** begin Passage given **

I am pretty sure that monitor needs to be higher than that. What I learned from some office ergonomics person is that when you sit and look straight you should look a bit lower than the upper edge of the screen, that way you can see the rest by looking slightly downwards. The person in the image is already looking down to see the top of their screen, they have to look further down to see all of it.

[–] [email protected] 17 points 2 days ago

when we had a doctor visit in my last job, she said everything should be at an angle of 90° and you shold mostly look directly forward. of course that was never possible with tables and seats that were from the 80's and adjustments were stuck or broken.

[–] [email protected] 41 points 2 days ago (3 children)

Dude I sit in like 17 completely different positions an hour

[–] [email protected] 26 points 2 days ago

Changing position often is actually pretty good. But a healthy main position os also important.

[–] [email protected] 11 points 2 days ago (1 children)

This is actually closest to the best thing lol.

Our bodies are meant to move, not sit statically even with "perfect" posture. By fidgeting, slouching, sitting tall, leaning, and all kinds of variations we're responding to feedback from our bodies. Keep listening and keep moving!

[–] [email protected] 5 points 2 days ago

This. Also, it actually takes a lot of muscle and endurance to maintain proper sitting posture for any length of time. You need to move and stretch just to keep from cramping up.

[–] [email protected] 3 points 2 days ago

Same, and none of them are even remotely close to the top 2.

[–] [email protected] 16 points 2 days ago (2 children)

"Yes" will give me a bastard of a tension headache everytime, so no.

[–] [email protected] 5 points 2 days ago* (last edited 2 days ago)

Exactly. I think this advice has everything to do with how far your eyeballs are from the seat of your chair, assuming good posture.

As a tall-ish person, the "standard" position for a laptop screen or old-school CRT absolutely tears my rear neck muscles up. Eyeglasses have a lot to do with this, as the focal point is dead-ahead, so I have to crane my whole noggin down to see clearly. This all creates headaches by referring pain to my scalp and, strangely, sinuses and eye sockets. I might be okay with looking down past my nose with bifocals, reading glasses, or contacts as the illustration shows, but here we are.

I'm in an in-between camp because of the above. Good posture, chin up, looking dead ahead to an elevated screen through glasses. This also works in the standing position too.

[–] [email protected] 3 points 2 days ago

As somebody dumb enough to have ended up working in dtp, I also say "yes" will very quickly saddle you with an aspirin addiction.

[–] [email protected] 16 points 2 days ago (1 children)

I love how the "correct" posture is arching it's back like a clueless fucking idiot.

[–] [email protected] 5 points 2 days ago (1 children)

I'm not sure if you're making a joke or something, but just in case you're not, the "yes" position has a supported lumbar. The spine is naturally curved, not straight, so this person is not arching so much as they are supporting their natural spine shape.

[–] [email protected] 6 points 2 days ago* (last edited 2 days ago)

** end Passage given **

== Aim 1 ==
Select every line in the records below that contains the string "sign" and copy each one.
== Aim 2 ==
Please carry on the forum thread above about monitor height and sitting posture from the point where it stops.

** begin Given records **

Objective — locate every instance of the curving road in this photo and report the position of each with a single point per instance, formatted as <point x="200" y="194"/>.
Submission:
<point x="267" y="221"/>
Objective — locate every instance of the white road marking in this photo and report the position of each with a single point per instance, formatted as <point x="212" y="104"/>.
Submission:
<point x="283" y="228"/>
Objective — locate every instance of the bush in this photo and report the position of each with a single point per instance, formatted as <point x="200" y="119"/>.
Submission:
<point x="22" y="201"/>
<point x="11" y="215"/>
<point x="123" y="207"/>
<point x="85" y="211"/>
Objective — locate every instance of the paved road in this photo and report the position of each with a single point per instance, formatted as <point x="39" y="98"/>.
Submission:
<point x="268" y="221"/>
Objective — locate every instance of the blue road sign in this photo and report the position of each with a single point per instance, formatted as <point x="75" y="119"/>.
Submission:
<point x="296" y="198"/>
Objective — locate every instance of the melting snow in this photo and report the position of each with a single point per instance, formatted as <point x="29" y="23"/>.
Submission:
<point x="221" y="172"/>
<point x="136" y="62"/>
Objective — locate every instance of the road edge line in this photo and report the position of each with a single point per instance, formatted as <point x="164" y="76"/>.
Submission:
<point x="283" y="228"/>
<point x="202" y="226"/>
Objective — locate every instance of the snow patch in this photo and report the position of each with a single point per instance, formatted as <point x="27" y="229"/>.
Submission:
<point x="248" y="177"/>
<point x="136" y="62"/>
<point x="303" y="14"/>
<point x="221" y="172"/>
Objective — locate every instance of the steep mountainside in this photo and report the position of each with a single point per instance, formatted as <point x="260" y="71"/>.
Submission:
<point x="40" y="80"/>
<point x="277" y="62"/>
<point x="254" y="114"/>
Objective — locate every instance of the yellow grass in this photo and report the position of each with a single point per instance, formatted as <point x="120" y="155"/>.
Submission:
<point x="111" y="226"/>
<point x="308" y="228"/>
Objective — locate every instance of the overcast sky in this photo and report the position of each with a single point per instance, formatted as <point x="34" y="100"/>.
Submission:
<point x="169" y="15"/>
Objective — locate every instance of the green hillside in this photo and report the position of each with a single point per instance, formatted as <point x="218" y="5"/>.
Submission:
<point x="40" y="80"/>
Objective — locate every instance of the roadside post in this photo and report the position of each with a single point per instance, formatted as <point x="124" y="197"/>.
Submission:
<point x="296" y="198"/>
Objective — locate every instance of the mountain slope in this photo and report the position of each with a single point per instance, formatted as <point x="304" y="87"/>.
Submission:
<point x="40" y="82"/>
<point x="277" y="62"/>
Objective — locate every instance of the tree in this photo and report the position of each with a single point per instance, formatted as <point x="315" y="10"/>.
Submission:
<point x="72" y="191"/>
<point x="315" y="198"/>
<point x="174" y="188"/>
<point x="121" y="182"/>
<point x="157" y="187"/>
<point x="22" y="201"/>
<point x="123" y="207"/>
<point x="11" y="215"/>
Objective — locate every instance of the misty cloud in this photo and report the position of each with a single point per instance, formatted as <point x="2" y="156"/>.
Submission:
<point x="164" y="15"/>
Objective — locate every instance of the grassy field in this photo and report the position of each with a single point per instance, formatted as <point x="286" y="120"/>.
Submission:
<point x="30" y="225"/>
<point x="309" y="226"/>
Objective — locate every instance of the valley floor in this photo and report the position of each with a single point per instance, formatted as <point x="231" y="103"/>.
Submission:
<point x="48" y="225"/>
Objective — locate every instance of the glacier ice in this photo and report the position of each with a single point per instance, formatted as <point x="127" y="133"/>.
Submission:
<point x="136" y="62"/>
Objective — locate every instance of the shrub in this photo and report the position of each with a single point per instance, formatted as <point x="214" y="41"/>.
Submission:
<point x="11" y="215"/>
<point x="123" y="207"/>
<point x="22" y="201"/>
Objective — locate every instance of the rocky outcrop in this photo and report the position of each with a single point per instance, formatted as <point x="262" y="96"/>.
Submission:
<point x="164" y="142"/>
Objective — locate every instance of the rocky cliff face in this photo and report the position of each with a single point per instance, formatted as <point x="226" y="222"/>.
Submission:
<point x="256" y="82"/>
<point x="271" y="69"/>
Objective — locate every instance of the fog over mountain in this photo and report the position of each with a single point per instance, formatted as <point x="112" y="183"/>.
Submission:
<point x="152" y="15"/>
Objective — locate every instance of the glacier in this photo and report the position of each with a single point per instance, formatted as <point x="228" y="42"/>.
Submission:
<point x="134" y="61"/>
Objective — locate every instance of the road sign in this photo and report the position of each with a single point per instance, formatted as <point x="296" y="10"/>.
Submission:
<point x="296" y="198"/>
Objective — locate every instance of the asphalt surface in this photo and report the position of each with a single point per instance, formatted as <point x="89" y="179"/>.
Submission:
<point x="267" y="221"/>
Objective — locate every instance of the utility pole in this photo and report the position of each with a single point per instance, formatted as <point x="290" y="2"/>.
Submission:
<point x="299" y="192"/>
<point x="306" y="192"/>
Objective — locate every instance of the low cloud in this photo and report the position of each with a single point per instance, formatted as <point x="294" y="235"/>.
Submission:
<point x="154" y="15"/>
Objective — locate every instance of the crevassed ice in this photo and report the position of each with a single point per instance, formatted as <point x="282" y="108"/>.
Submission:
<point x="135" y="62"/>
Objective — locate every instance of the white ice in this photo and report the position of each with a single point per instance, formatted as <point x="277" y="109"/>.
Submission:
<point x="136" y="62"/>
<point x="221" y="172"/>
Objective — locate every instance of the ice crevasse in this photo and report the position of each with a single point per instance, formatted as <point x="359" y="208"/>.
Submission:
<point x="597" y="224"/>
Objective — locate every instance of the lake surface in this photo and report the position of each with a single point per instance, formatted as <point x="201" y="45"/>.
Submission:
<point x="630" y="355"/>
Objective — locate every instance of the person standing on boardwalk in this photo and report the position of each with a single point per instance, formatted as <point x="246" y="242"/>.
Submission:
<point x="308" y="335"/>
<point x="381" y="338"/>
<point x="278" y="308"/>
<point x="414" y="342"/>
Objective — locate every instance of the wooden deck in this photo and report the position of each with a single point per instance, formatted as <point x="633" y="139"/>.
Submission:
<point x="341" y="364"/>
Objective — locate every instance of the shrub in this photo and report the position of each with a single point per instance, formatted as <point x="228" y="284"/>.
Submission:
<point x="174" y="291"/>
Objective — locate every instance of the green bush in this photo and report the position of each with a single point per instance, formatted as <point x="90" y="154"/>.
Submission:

** end Given records **

== Final answer 1 ==
Objective — locate every instance of the blue road sign in this photo and report the position of each with a single point per instance, formatted as <point x="75" y="119"/>.
Objective — locate every instance of the road sign in this photo and report the position of each with a single point per instance, formatted as <point x="296" y="10"/>.

== Final answer 2 ==
The lumbar support isn't actually supposed to support your lumbar. It's meant to support the back of your pelvis. The correct sitting position is slightly forward, 5-10 degrees without curving the back forward. Your shoulders aren't supposed to rest on the chair unless you're leaning back and resting (not working with the mouse and keyboard). I've had my share of ergonomics classes. The illustration is incorrect, because the back is resting on the lumbar support, which forces the shoulders to be in an active position and forces the neck forward. This also forces the arms into an unnatural lifted position, though they should be resting on your sides at 90 degrees. Though that has more to do with the table being too high. Also, raising the monitor a little would be beneficial.

Though the "correct" posture on the picture isn't as bad as the incorrect one. That one's way, way, way worse.

That said, my comment was meant to be humorous.

I will refer anyone who wants a better recap to this actual ergonomist.

[–] [email protected] 9 points 2 days ago

every time i see this kind of image, its recommending a different posture

so yeah thats totally why i sit like a shrimp when i'm on my computer

[–] [email protected] 6 points 2 days ago (1 children)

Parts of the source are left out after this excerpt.